DATA -
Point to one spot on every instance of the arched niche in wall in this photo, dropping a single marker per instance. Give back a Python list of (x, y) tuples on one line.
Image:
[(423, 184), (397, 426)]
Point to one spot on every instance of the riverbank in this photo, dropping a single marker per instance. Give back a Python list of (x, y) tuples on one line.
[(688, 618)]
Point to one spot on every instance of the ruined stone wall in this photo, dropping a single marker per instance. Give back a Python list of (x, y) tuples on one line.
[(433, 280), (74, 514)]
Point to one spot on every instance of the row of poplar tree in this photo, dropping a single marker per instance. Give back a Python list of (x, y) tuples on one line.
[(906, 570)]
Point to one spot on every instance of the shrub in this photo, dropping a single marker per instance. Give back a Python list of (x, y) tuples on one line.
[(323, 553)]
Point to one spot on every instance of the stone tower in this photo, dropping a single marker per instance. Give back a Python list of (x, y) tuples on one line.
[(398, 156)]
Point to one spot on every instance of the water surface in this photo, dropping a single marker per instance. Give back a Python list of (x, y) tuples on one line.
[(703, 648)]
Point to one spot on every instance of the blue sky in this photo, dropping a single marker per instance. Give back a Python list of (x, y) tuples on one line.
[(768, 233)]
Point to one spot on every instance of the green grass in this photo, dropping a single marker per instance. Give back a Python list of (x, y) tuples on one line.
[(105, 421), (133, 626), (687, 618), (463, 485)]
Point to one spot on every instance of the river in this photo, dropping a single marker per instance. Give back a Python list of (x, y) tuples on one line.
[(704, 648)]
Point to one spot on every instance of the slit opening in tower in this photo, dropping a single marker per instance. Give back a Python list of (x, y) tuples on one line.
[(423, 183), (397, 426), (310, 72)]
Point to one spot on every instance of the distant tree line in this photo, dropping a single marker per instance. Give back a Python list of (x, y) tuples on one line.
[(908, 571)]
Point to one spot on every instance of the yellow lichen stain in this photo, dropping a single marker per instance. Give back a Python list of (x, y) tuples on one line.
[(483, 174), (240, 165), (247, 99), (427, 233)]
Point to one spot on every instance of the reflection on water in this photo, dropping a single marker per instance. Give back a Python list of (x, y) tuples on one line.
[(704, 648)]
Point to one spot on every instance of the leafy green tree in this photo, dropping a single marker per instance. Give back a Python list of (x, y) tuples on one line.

WORK ORDER -
The required output is the whole listing, printed again exactly.

RESPONSE BOX -
Point to one spot on every instance of the arched niche in wall in this photo, dropping a single marker per instance. Give back a Python list of (x, y) tuples on one line.
Image:
[(423, 184), (397, 426)]
Point to one spot on every instance of the riverbank in this photo, dropping a single marker per instance. Give back a Python list of (x, y) tuples on one line.
[(688, 618)]
Point to one spot on every instance of the ruined stone wall in this photo, dropping a single marker per instance. Give back a Python list of (x, y) tuples on one line.
[(433, 280), (74, 514)]
Point to one spot on every instance of the row of poplar tree in this photo, dropping a single marker per instance. Give back a Python list of (x, y) tuples on one line.
[(906, 570)]
Point to one spot on every instance of the shrub in this photo, dropping a single marker per instance. Give back a Python list of (x, y) tuples on one line.
[(323, 553)]
Point to one spot on every instance of the stone tower in this photo, dropping a single marker per instance. Give back a Python list of (x, y) tuples on one line.
[(398, 156)]
Point to one spot on every instance of the water surface in this photo, dropping a single marker per instance. Give back a Python list of (x, y) tuples on one line.
[(703, 648)]
Point to one spot on every instance of the blue sky in this photo, dropping a single marker per instance. Give back a Python list of (x, y) tuples on one line.
[(768, 233)]
Point to one spot on every instance of the green grass in this photo, dropping a single marker per instance. Give back a Python list of (x, y) tuples on one line.
[(105, 421), (133, 626), (687, 618), (463, 485)]
Point to one spot on every instance of the river in this photo, dropping a single marker per instance. Give back a Python list of (x, y) tuples on one line.
[(704, 648)]
Point to one spot on every instance of the slit opening in tower in this photo, dropping a single marker per instance. Give back a Python list of (x, y) tuples on one line.
[(423, 183), (397, 426), (310, 72)]
Point to one spot on every instance of the distant tree line in this photo, dropping a single marker per instance. Give back a Python list of (x, y) tuples on one line.
[(908, 571)]
Point to one spot on every instance of the yellow lichen stain in this photo, dropping a single marker per instance. Give back a Python list of (x, y) tuples on one line.
[(483, 174), (240, 165), (247, 99), (427, 233)]
Point to one spot on every instance of the reflection on water in this photo, dropping a single marker per instance. Give back a Python list of (x, y) tuples on one line.
[(704, 648)]
Point to one spot on every instance of the leafy green tree in this photo, dropping a single marker per instance. Give back a Python list of (x, y) tuples on one line.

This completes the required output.